» **JOB**: Format every line of the records below as a numbered list, skipping any blank lines. Leave the pictures out.
········
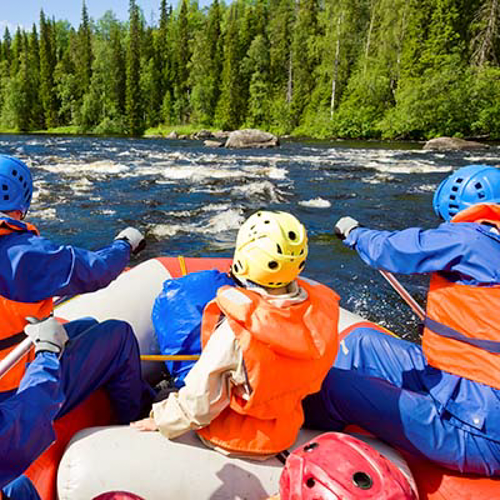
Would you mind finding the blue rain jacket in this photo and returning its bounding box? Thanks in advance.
[0,217,130,302]
[0,220,150,488]
[152,269,235,387]
[0,318,154,488]
[302,223,500,475]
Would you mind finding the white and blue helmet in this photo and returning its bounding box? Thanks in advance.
[432,165,500,221]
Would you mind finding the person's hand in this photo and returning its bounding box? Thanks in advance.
[115,227,146,255]
[130,417,158,431]
[24,316,68,356]
[334,217,359,241]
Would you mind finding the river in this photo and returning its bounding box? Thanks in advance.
[0,135,500,339]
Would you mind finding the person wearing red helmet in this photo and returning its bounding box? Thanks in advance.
[304,165,500,476]
[0,155,153,499]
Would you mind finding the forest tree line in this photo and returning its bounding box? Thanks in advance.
[0,0,500,139]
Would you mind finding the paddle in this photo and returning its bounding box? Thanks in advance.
[379,269,425,321]
[141,354,200,361]
[0,296,72,379]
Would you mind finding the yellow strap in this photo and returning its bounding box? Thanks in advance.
[177,255,187,276]
[141,354,200,361]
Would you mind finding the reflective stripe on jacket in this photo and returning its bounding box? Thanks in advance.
[0,219,52,392]
[198,280,339,455]
[422,204,500,389]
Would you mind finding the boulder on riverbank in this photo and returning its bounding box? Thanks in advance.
[423,137,489,151]
[226,128,279,148]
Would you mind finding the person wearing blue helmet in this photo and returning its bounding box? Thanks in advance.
[0,155,153,499]
[304,165,500,476]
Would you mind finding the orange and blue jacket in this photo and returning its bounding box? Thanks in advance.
[197,280,339,455]
[0,214,130,392]
[345,204,500,389]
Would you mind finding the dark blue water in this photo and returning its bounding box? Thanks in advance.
[0,135,500,337]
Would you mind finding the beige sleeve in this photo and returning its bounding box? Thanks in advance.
[151,321,245,439]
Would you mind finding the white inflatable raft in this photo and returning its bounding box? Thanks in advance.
[51,258,500,500]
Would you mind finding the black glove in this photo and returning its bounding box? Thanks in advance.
[115,227,146,255]
[334,217,359,241]
[24,316,68,356]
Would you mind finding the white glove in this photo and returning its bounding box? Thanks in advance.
[115,227,146,255]
[334,217,359,241]
[24,316,68,356]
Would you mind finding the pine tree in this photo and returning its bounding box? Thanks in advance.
[126,0,144,135]
[215,3,245,130]
[40,10,57,128]
[29,23,44,130]
[190,0,223,126]
[291,0,319,124]
[173,0,191,123]
[77,1,93,95]
[472,0,500,67]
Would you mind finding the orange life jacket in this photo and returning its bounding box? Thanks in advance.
[198,280,339,455]
[422,204,500,389]
[0,218,53,392]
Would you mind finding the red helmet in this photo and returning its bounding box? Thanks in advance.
[280,432,418,500]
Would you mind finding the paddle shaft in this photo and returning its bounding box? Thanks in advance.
[141,354,200,361]
[0,296,72,379]
[379,269,425,321]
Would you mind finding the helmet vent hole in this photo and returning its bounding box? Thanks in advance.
[304,441,319,452]
[352,472,373,490]
[306,477,316,488]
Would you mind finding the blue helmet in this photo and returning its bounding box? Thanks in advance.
[0,155,33,215]
[432,165,500,221]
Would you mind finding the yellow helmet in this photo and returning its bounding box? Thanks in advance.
[231,211,307,288]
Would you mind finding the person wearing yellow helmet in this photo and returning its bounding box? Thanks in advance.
[231,211,308,289]
[137,211,339,458]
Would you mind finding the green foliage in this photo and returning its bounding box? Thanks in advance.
[380,60,474,139]
[126,0,144,135]
[0,0,500,139]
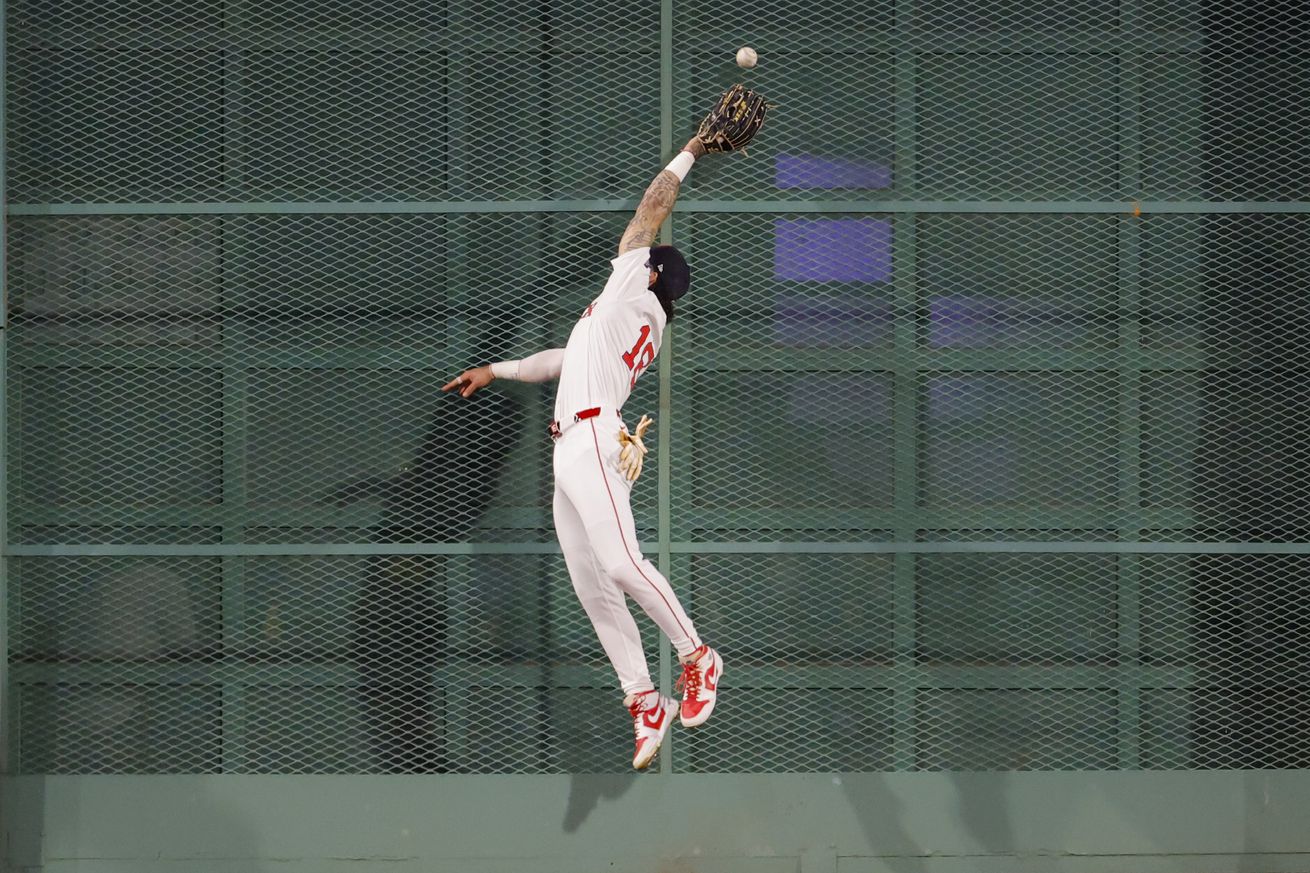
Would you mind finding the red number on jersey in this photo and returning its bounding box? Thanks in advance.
[624,324,655,385]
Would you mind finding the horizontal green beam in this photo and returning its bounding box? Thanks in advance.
[5,540,1310,557]
[9,343,1215,372]
[13,654,613,688]
[13,495,1199,526]
[10,661,1310,689]
[9,200,1310,216]
[20,26,1209,55]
········
» **SOLUTION**:
1. Would you mind finding the blue rain jacket in this photo and returning its bounding box? Thanks in advance.
2. [0,217,130,302]
3. [0,220,150,488]
4. [152,269,235,387]
5. [0,318,154,488]
6. [302,223,500,475]
7. Would you mind finding the white and blue helmet in this photo and returning its bounding box? Thanks in advance.
8. [432,165,500,221]
9. Would you mind finding the person's hand in this photo and returning its bounding box? Thanks in advance.
10. [115,227,146,255]
11. [130,417,158,431]
12. [24,316,68,356]
13. [334,217,359,241]
14. Would you mind finding the river in this photo and returning its bounding box? Thanks in advance.
15. [0,135,500,339]
16. Would you mind finding the person wearing red helmet in this photo and returning its bounding box? Thanks in advance.
17. [304,165,500,476]
18. [0,155,153,499]
19. Would you mind finding the forest tree line in this photo and returning its bounding box? Thanks in advance.
20. [0,0,500,139]
21. Would you mind finding the paddle in this photo and returning its bounding box? Thanks in advance.
22. [379,269,425,321]
23. [141,354,200,361]
24. [0,296,72,379]
25. Would you mind finding the yellow strap in this photo and returning its bounding box? Thanks in advance.
26. [177,255,187,276]
27. [141,354,200,361]
28. Would you mind finding the reflective stripe on jacket in this photo and returning its bounding box? Thanks in advance.
29. [0,219,52,392]
30. [198,280,339,455]
31. [422,204,500,389]
32. Would you mind finding the boulder on riverbank in this photo and returning its bounding box? Thanks in advance.
33. [423,137,489,151]
34. [226,128,279,148]
35. Would you mind finding the person wearing blue helmet in this photo and returning its bounding box? Thanks in advance.
36. [0,155,153,499]
37. [304,165,500,476]
38. Would you mind finding the orange and blue jacket in this photo and returning its bounding box? Thanks in advance.
39. [197,280,339,455]
40. [0,214,130,392]
41. [345,204,500,389]
42. Would you mind finding the dark blue water in this photo and returning its bounding box? Thanks in advance.
43. [0,135,500,337]
44. Would you mind finding the beige sleeve in this photo and returning its bounding box? Thanks in advance.
45. [151,321,245,439]
46. Would you mind finding the white inflatable raft in this photo and returning its bounding box? Thanks in advance.
47. [51,258,500,500]
48. Would you mind finding the black glove in this photo and returning its bounding box? Thanks in advance.
49. [115,227,146,255]
50. [334,217,359,241]
51. [24,316,68,356]
52. Would you mind finding the white glove in this photo and returning its bounding box? Thanks in advance.
53. [115,227,146,255]
54. [334,217,359,241]
55. [24,316,68,356]
56. Would you mind finding the pine tree in this photo and returning its bounding box? Thanks in advance.
57. [126,0,144,135]
58. [215,3,245,130]
59. [40,10,57,128]
60. [29,23,44,130]
61. [190,0,223,126]
62. [291,0,319,124]
63. [173,0,191,123]
64. [77,1,93,95]
65. [472,0,500,67]
66. Would you mind finding the orange life jacket in this photo and returning its bounding box? Thanks in advance.
67. [198,280,339,455]
68. [422,204,500,389]
69. [0,218,53,392]
70. Would you mind finding the red helmet in this photo and returning its bounding box? Thanks in advance.
71. [280,432,418,500]
72. Would you mind finding the paddle shaft in this photo and returning its bounding box? Thanks in advance.
73. [141,354,200,361]
74. [0,296,72,379]
75. [379,269,425,321]
76. Would you mind finding the helmet vent hole in this photo and returning its bounding box? Thanks in advance.
77. [304,441,319,452]
78. [352,472,373,490]
79. [306,477,316,488]
80. Would you mind finding the blue helmet in this photo and returning its bounding box? Thanks in advance.
81. [0,155,33,215]
82. [432,165,500,221]
83. Would you mind finding the yellow helmet in this photo and returning its bounding box? Thanks in advance.
84. [231,211,307,288]
85. Would you mind finding the person wearing yellow helmet in this photo and returning its bounding box? Thanks in advance.
86. [231,211,308,289]
87. [137,211,339,458]
88. Would you mind finding the green foliage in this photo and returning its bounding box? Thanks in advance.
89. [380,60,474,139]
90. [126,0,144,135]
91. [0,0,500,139]
92. Would you mind finding the red number on jersey in this photo and returning its bounding box? Thanks in advance.
93. [624,324,655,385]
94. Would you mind finding the horizontal green beam in this photo and returning its bounding box? Thanks in advance.
95. [5,540,1310,557]
96. [9,343,1215,372]
97. [13,654,613,688]
98. [13,495,1199,526]
99. [10,661,1310,689]
100. [9,200,1310,216]
101. [20,26,1209,55]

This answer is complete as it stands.